Exercise details
Everything from the line containing "point: ceiling roof" through the line containing "The photo below holds the instances." should be repeated exactly, and nothing else from the data.

Data records below:

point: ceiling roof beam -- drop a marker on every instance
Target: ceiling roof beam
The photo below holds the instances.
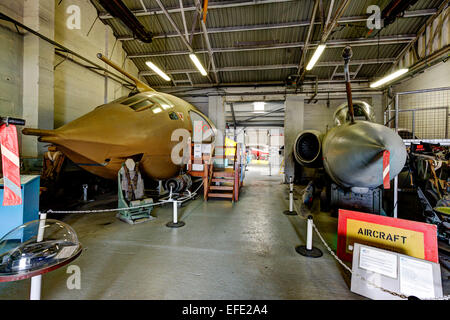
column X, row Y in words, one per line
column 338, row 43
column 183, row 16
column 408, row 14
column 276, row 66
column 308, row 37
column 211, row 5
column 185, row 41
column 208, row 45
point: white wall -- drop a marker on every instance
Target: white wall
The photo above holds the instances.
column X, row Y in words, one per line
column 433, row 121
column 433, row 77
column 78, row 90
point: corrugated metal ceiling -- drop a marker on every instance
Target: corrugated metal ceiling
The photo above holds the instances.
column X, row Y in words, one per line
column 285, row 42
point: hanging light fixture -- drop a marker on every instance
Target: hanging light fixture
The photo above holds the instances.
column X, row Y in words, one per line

End of Data records.
Data records below:

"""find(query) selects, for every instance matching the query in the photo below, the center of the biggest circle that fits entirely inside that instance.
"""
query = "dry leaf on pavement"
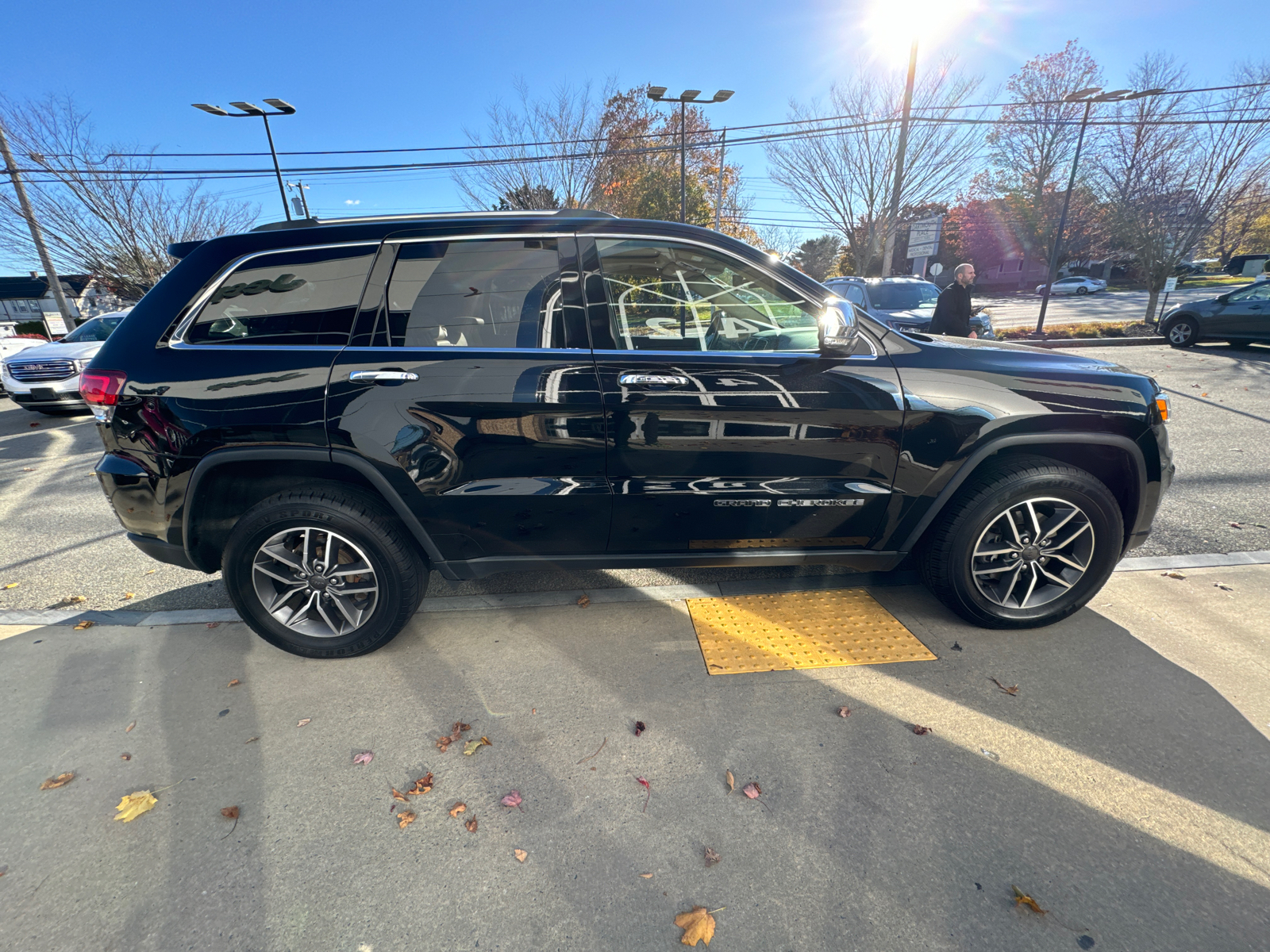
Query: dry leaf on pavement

End of Data records.

Task solution
point: ceiling roof beam -- drop a marker on every instance
Target: ceiling roof beam
The photo below holds the instances.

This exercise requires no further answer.